-------- TEXT SECTION

Except that was three years ago, and you’ve said not a peep on that subject since then. Instead we get empty platitudes on how healthy food is good for business. Well, the processed-food industry knows that what’s really good for business is engineering food products that hit consumers’ “bliss point” of flavor and texture. I’m going to let Michael Moss of the New York Times lay it out for you:
The public and the food companies have known for decades now — or at the very least since this meeting — that sugary, salty, fatty foods are not good for us in the quantities that we consume them. So why are the diabetes and obesity and hypertension numbers still spiraling out of control? It’s not just a matter of poor willpower on the part of the consumer and a give-the-people-what-they-want attitude on the part of the food manufacturers. What I found, over four years of research and reporting, was a conscious effort — taking place in labs and marketing meetings and grocery-store aisles — to get people hooked on foods that are convenient and inexpensive.
And you know what? That makes perfect sense. These companies are not charities. They make money making food products. They want those products to cost as little as possible to produce and to be so irresistible that consumers eat them every day (or more!).
To achieve that addictive quality, food companies go beyond just tweaking flavors and levels of sweet, fat, and salt. They also pour dozens of chemicals — a veritable industrial stew — into their products. Moss peeks behind the curtain to see how the Wizards of Oscar Mayer concoct their sure-to-be-pleasing products — and that’s scary enough. But Melanie Warner, in her book Pandora’s Lunchbox, takes it a step further and rifles through their cabinets to report what kind of chemicals they’re putting in this “food.” She uses as an example the Subway Sweet Onion Chicken Teriyaki Sandwich:
Ms. Warner reveals the 105 ingredients of Subway’s Sweet Onion Chicken Teriyaki Sandwich. The chicken alone contains such chemicals as potassium chloride (salt), maltodextrin (a starchy thickener), autolyzed yeast extract (a cheap substitute for MSG), gum arabic (tree sap used as a stabilizer), soy protein concentrate (cheap protein additive), and sodium phosphates (more salt!). The Italian white bread, meanwhile, comes equipped with ammonium sulfate (inorganic salt often used in fertilizer), azodicarbonamide (a flour bleaching agent), potassium iodate (a maturing agent for increasing the speed of baking dough), sodium stearoyl lactylate (a fat and sugar replacement for dough conditioning) and natural flavor (natural!). Some of these ingredients provide flavor (autolyzed yeast extract); some extend shelf life (ammonium sulfate); others are simply cheaper than alternatives (soy protein concentrate).

----------------
-------- RECORD EXTRACTS

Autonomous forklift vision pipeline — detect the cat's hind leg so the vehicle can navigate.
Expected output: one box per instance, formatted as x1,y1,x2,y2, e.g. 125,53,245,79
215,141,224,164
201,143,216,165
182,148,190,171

----------------

→ DIRECTIONS:
- 1) Transcribe the stretch of the processed-food passage from "And you know" through "day (or more!).".
- 2) Go on with the processed-food piece from where it stops.

→ RESULTS FOR THE EXERCISE:
- 1)
And you know what? That makes perfect sense. These companies are not charities. They make money making food products. They want those products to cost as little as possible to produce and to be so irresistible that consumers eat them every day (or more!).

- 2)
And this from a chain that advertises itself as a healthy alternative! These ingredients are also commonly found in store-bought processed foods. Of course, the industry would argue that it needs each and every one of these chemicals to help the product either reach its bliss point or maintain its freshness for the weeks or months it will sit on a grocery store shelf.
All of which is to ask, Michelle, can this stuff ever be truly healthy? You were right the first time. The answer is no.
Any anti-obesity campaign that ignores the chemical environment — both within the foods that millions of Americans eat as well as within the products that surround us — risks failure.
The power of the food industry, or rather, the power its creations have over us, is too great. Healthy food may be good for business. But unhealthy food is far better. That’s what New York City Mayor Michael Bloomberg understands. Yes, restricting access to products designed to make us happy might, in the short term, make us less happy. But it will also make us more healthy — and we will learn to find happiness somewhere other than at the bottom of a Doritos bag or a two-liter bottle of soda.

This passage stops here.